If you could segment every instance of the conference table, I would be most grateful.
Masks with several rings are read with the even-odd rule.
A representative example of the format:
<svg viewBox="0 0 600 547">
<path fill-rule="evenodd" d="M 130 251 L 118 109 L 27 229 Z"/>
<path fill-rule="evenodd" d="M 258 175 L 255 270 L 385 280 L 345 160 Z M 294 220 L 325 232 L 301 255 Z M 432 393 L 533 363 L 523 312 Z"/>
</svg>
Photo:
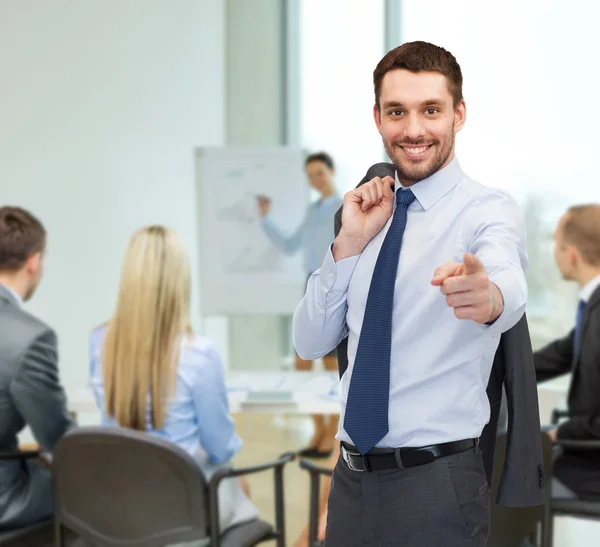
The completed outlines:
<svg viewBox="0 0 600 547">
<path fill-rule="evenodd" d="M 570 375 L 538 385 L 540 422 L 550 421 L 552 409 L 564 407 Z M 233 414 L 339 414 L 337 372 L 231 371 L 225 383 Z M 69 393 L 69 410 L 97 413 L 89 387 Z"/>
<path fill-rule="evenodd" d="M 232 371 L 225 376 L 232 414 L 339 414 L 338 383 L 337 372 Z M 98 411 L 89 387 L 69 393 L 68 403 L 75 414 Z"/>
</svg>

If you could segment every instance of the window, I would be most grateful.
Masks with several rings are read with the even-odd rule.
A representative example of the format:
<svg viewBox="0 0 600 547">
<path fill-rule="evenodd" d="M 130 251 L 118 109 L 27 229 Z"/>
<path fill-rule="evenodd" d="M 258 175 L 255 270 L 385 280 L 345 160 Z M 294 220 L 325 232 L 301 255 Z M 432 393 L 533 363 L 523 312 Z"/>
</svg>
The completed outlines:
<svg viewBox="0 0 600 547">
<path fill-rule="evenodd" d="M 581 9 L 575 9 L 579 5 Z M 504 188 L 528 230 L 534 347 L 574 324 L 577 287 L 561 280 L 552 233 L 566 208 L 598 201 L 600 127 L 592 39 L 600 4 L 405 0 L 403 41 L 451 51 L 464 76 L 467 124 L 457 155 L 470 176 Z"/>
<path fill-rule="evenodd" d="M 341 195 L 384 157 L 372 114 L 383 15 L 382 0 L 301 2 L 300 142 L 309 152 L 332 155 Z"/>
</svg>

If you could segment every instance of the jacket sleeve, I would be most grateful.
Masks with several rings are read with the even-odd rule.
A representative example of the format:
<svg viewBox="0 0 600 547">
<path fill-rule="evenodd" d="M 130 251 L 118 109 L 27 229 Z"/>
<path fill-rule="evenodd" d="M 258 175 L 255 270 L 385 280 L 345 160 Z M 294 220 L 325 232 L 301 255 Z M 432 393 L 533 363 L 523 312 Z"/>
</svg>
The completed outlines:
<svg viewBox="0 0 600 547">
<path fill-rule="evenodd" d="M 37 442 L 52 452 L 75 424 L 58 375 L 56 335 L 50 329 L 37 336 L 21 360 L 10 385 L 17 410 Z"/>
<path fill-rule="evenodd" d="M 571 371 L 574 339 L 575 329 L 564 338 L 551 342 L 533 354 L 538 382 L 551 380 Z"/>
</svg>

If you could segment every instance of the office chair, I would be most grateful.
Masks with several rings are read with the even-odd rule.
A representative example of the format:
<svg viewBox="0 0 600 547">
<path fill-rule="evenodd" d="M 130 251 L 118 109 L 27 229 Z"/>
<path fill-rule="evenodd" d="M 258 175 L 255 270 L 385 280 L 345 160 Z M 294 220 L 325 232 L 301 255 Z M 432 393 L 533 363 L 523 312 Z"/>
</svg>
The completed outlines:
<svg viewBox="0 0 600 547">
<path fill-rule="evenodd" d="M 163 547 L 206 539 L 207 547 L 285 546 L 283 467 L 294 458 L 222 469 L 210 482 L 185 450 L 145 432 L 82 427 L 59 442 L 52 462 L 56 546 L 66 532 L 102 547 Z M 256 519 L 221 533 L 217 487 L 227 477 L 274 471 L 276 525 Z"/>
<path fill-rule="evenodd" d="M 319 527 L 319 498 L 321 491 L 321 475 L 331 477 L 333 469 L 320 467 L 313 462 L 301 459 L 300 467 L 310 475 L 310 499 L 308 515 L 308 545 L 309 547 L 322 547 L 323 543 L 317 540 Z"/>
<path fill-rule="evenodd" d="M 567 410 L 555 408 L 552 411 L 552 424 L 558 424 L 560 418 L 569 416 Z M 572 441 L 568 439 L 557 440 L 558 446 L 565 450 L 578 452 L 598 452 L 600 457 L 600 441 Z M 571 498 L 555 498 L 551 497 L 546 504 L 546 527 L 544 533 L 544 543 L 542 547 L 552 547 L 554 541 L 554 517 L 556 515 L 564 515 L 571 517 L 587 517 L 600 519 L 600 498 L 597 500 L 582 500 Z"/>
</svg>

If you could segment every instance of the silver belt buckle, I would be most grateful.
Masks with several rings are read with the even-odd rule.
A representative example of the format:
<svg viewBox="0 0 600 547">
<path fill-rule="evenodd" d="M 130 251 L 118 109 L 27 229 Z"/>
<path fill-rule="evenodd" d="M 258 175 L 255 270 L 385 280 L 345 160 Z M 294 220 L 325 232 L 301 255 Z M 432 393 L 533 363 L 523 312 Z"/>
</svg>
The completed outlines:
<svg viewBox="0 0 600 547">
<path fill-rule="evenodd" d="M 352 454 L 353 456 L 360 456 L 360 454 Z M 349 452 L 346 450 L 346 448 L 344 446 L 342 446 L 342 457 L 344 458 L 344 461 L 346 462 L 346 465 L 349 467 L 349 469 L 351 471 L 358 471 L 359 473 L 363 473 L 365 470 L 364 469 L 358 469 L 357 467 L 354 467 L 352 465 L 352 460 L 350 459 L 350 454 Z"/>
</svg>

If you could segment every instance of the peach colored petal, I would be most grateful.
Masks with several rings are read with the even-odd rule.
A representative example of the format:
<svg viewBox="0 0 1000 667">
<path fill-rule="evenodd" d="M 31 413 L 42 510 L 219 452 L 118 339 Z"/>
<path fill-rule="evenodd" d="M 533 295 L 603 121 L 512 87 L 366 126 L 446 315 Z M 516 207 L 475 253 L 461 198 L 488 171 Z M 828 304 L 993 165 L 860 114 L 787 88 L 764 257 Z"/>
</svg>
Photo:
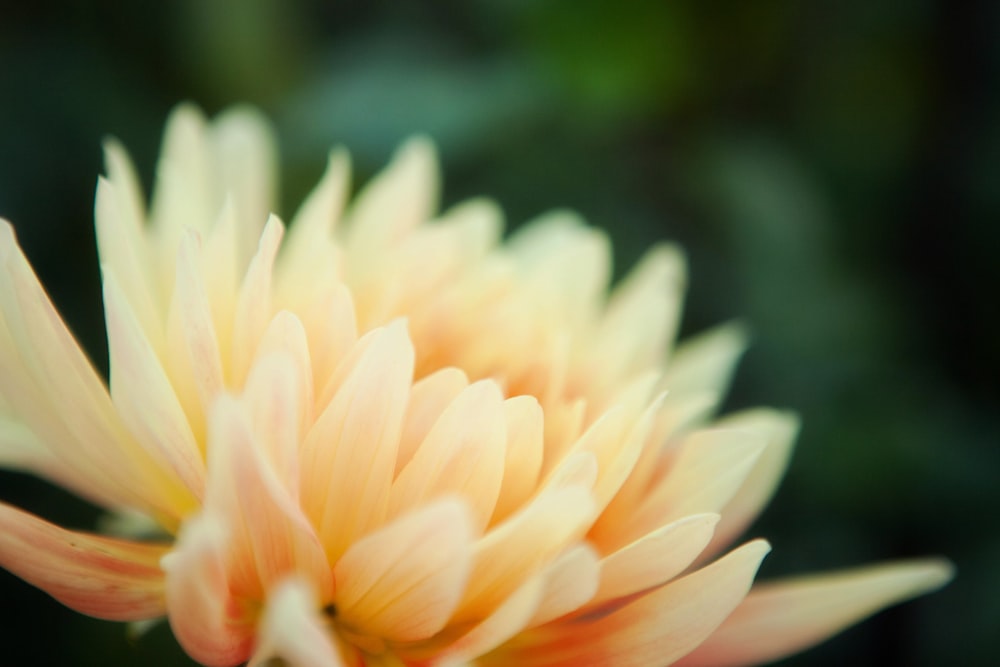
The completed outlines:
<svg viewBox="0 0 1000 667">
<path fill-rule="evenodd" d="M 265 432 L 265 437 L 280 438 L 280 431 L 294 429 L 291 424 L 273 426 L 279 433 Z M 274 453 L 264 449 L 260 438 L 237 399 L 217 399 L 209 424 L 204 511 L 217 515 L 227 526 L 230 588 L 259 600 L 274 582 L 294 571 L 309 576 L 319 594 L 328 597 L 333 582 L 319 539 L 289 491 L 288 481 L 278 476 L 279 469 L 268 456 Z M 295 441 L 291 438 L 286 444 Z"/>
<path fill-rule="evenodd" d="M 548 489 L 476 544 L 466 597 L 456 621 L 489 614 L 527 577 L 540 571 L 586 532 L 593 519 L 590 491 Z"/>
<path fill-rule="evenodd" d="M 205 463 L 170 380 L 114 273 L 104 274 L 111 399 L 122 421 L 194 497 L 205 488 Z"/>
<path fill-rule="evenodd" d="M 903 561 L 754 587 L 722 626 L 679 664 L 738 667 L 817 644 L 877 611 L 946 584 L 944 560 Z"/>
<path fill-rule="evenodd" d="M 441 413 L 468 386 L 469 379 L 465 373 L 453 366 L 435 371 L 413 384 L 410 401 L 406 406 L 403 433 L 399 438 L 396 476 L 413 458 Z"/>
<path fill-rule="evenodd" d="M 346 667 L 312 586 L 292 577 L 274 586 L 258 625 L 257 646 L 247 667 L 280 658 L 291 667 Z"/>
<path fill-rule="evenodd" d="M 504 401 L 507 454 L 504 474 L 491 524 L 510 516 L 534 492 L 545 453 L 544 415 L 538 399 L 515 396 Z"/>
<path fill-rule="evenodd" d="M 64 530 L 0 503 L 0 566 L 97 618 L 162 616 L 167 548 Z"/>
<path fill-rule="evenodd" d="M 746 596 L 766 542 L 718 561 L 608 615 L 544 626 L 519 639 L 510 664 L 524 667 L 669 665 L 701 644 Z"/>
<path fill-rule="evenodd" d="M 544 590 L 527 627 L 549 623 L 590 602 L 601 578 L 601 562 L 588 544 L 565 551 L 545 569 Z"/>
<path fill-rule="evenodd" d="M 441 500 L 351 545 L 334 568 L 338 619 L 386 641 L 439 632 L 465 591 L 471 519 L 462 501 Z"/>
<path fill-rule="evenodd" d="M 390 515 L 454 493 L 468 500 L 473 526 L 481 533 L 500 494 L 506 446 L 500 388 L 492 380 L 469 385 L 445 408 L 393 482 Z"/>
<path fill-rule="evenodd" d="M 722 509 L 722 521 L 705 549 L 711 555 L 725 548 L 747 529 L 771 500 L 785 474 L 792 445 L 799 432 L 799 419 L 788 412 L 758 408 L 727 415 L 717 424 L 723 428 L 749 428 L 766 434 L 767 444 L 747 475 L 743 486 Z"/>
<path fill-rule="evenodd" d="M 333 399 L 302 444 L 302 502 L 331 563 L 388 511 L 413 378 L 405 323 L 366 335 L 341 366 Z"/>
<path fill-rule="evenodd" d="M 601 585 L 592 606 L 666 583 L 702 552 L 718 514 L 695 514 L 669 523 L 601 560 Z"/>
<path fill-rule="evenodd" d="M 184 650 L 209 667 L 243 662 L 254 643 L 250 611 L 230 590 L 228 539 L 225 523 L 202 514 L 184 523 L 162 561 L 170 627 Z"/>
<path fill-rule="evenodd" d="M 74 489 L 109 507 L 155 509 L 164 517 L 183 512 L 182 487 L 125 429 L 3 220 L 0 398 L 60 460 Z"/>
</svg>

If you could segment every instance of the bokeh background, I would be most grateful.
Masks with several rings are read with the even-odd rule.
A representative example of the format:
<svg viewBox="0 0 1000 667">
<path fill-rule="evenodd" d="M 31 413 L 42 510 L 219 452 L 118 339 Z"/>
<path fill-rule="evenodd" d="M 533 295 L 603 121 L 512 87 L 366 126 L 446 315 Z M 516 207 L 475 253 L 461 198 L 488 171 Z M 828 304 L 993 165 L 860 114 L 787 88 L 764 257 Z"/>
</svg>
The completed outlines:
<svg viewBox="0 0 1000 667">
<path fill-rule="evenodd" d="M 106 368 L 93 191 L 108 134 L 148 187 L 180 100 L 273 118 L 294 211 L 327 149 L 359 182 L 413 132 L 446 203 L 555 206 L 619 272 L 687 249 L 684 331 L 755 344 L 731 408 L 802 414 L 752 533 L 762 577 L 945 554 L 945 590 L 784 665 L 993 665 L 1000 628 L 1000 4 L 946 0 L 0 3 L 0 215 Z M 27 477 L 0 497 L 97 512 Z M 0 573 L 0 664 L 185 665 Z"/>
</svg>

++++++++++

# [Your task]
Repeat the line containing "If you could segment every instance of the bokeh" and all subsequent lines through the final line of the data, exactly and with no others.

# [The reply]
If you could segment every instance of the bokeh background, I would be most grateful.
Masks with several rings are read with the even-odd rule.
A representative example of the format:
<svg viewBox="0 0 1000 667">
<path fill-rule="evenodd" d="M 31 413 L 42 510 L 219 452 L 118 339 Z"/>
<path fill-rule="evenodd" d="M 533 295 L 603 121 L 512 87 L 366 126 L 446 315 Z M 516 207 L 475 253 L 461 198 L 488 171 Z M 828 304 L 993 165 L 860 114 L 787 88 L 764 257 Z"/>
</svg>
The completed outlines:
<svg viewBox="0 0 1000 667">
<path fill-rule="evenodd" d="M 106 368 L 93 191 L 108 134 L 148 187 L 180 100 L 273 118 L 294 211 L 327 149 L 359 182 L 413 132 L 446 203 L 555 206 L 619 272 L 687 249 L 684 331 L 755 344 L 731 408 L 802 414 L 752 533 L 762 577 L 945 554 L 945 590 L 784 665 L 993 665 L 1000 628 L 1000 4 L 946 0 L 0 3 L 0 215 Z M 27 477 L 0 497 L 97 512 Z M 0 573 L 0 664 L 185 665 Z"/>
</svg>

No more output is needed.